▶ _Exercise task_
Duplicate the entries below word for word, starting at the line that contains "point: sunglasses -- drop" and ending after the line that contains "column 123, row 71". Include both of those lines.
-- Listed entries start --
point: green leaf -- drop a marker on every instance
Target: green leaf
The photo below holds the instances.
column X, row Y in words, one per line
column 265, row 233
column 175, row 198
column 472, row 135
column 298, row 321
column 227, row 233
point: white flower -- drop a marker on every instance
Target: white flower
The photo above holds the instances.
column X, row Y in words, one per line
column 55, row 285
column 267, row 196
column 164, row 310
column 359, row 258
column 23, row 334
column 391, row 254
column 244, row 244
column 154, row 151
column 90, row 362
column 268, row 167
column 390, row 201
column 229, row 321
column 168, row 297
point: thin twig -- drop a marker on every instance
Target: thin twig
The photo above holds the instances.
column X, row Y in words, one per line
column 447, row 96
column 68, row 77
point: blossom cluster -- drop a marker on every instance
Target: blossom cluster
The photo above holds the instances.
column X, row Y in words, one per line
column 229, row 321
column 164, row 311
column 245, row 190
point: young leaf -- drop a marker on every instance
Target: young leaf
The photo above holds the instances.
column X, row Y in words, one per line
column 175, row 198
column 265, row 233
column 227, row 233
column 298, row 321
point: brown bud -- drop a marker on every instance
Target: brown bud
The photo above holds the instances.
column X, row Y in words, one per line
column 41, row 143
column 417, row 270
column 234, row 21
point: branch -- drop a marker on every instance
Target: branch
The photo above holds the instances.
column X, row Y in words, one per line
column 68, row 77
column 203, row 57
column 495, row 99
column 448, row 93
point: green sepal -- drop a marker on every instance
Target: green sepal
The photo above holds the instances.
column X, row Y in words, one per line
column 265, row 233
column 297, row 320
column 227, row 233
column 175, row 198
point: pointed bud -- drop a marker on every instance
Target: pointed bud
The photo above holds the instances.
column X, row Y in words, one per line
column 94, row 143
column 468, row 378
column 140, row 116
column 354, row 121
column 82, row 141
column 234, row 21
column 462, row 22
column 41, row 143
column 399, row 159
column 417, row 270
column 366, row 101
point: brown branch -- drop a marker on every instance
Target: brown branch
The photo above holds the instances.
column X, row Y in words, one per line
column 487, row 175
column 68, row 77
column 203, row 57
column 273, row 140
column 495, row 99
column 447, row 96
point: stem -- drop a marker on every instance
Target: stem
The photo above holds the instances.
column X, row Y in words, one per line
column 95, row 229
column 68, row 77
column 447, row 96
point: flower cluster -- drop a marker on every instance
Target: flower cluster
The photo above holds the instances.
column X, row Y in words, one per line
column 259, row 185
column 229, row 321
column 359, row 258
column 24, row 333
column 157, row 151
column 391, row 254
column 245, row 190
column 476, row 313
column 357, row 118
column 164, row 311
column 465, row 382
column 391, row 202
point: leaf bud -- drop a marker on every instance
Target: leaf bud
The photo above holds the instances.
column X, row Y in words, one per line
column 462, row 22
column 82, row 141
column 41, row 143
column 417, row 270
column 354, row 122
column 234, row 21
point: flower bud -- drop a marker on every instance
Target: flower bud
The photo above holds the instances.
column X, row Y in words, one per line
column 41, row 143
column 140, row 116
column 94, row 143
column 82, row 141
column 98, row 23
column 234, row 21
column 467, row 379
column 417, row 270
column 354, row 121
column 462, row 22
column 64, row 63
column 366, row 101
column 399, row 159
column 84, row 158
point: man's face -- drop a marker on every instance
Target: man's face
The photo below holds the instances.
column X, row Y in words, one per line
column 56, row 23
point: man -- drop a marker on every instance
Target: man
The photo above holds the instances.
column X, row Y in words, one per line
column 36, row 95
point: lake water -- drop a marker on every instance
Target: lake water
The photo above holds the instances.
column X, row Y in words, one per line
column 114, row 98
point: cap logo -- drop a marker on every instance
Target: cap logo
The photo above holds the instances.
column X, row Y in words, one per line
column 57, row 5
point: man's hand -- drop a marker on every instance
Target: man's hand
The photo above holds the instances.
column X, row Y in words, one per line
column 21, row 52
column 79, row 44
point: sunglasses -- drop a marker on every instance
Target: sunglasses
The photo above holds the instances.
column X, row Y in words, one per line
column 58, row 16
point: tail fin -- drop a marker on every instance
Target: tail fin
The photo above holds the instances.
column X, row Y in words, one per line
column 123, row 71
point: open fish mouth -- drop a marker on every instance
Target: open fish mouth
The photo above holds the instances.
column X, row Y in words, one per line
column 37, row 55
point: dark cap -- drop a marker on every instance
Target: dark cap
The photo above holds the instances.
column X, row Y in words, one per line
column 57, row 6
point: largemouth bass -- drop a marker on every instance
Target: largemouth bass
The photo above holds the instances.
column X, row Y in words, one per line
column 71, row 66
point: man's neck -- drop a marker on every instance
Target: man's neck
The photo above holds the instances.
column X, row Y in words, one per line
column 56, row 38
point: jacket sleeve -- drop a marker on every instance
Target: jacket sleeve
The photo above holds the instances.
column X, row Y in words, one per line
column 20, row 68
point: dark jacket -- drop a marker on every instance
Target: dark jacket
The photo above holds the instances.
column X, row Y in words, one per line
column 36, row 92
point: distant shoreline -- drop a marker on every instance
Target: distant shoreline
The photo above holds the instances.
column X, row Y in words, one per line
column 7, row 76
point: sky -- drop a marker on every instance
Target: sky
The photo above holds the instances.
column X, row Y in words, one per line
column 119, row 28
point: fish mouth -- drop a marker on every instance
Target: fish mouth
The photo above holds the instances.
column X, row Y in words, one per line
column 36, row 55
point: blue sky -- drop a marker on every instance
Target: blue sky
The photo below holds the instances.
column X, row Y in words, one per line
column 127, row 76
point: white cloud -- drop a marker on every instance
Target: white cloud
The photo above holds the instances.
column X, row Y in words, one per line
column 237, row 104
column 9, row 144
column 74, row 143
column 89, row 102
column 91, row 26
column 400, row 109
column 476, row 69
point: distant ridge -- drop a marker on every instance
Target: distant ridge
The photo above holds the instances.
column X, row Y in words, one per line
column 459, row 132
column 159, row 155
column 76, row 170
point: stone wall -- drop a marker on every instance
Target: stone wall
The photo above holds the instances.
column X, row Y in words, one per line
-- Listed entries end --
▶ _Reply_
point: sunglasses -- drop a marker on every instance
Target: sunglasses
The photo above holds the instances.
column X, row Y in words, one per line
column 58, row 16
point: tail fin -- drop a marker on every instance
Target: tail fin
The photo above holds the instances.
column X, row Y in words, one per line
column 123, row 71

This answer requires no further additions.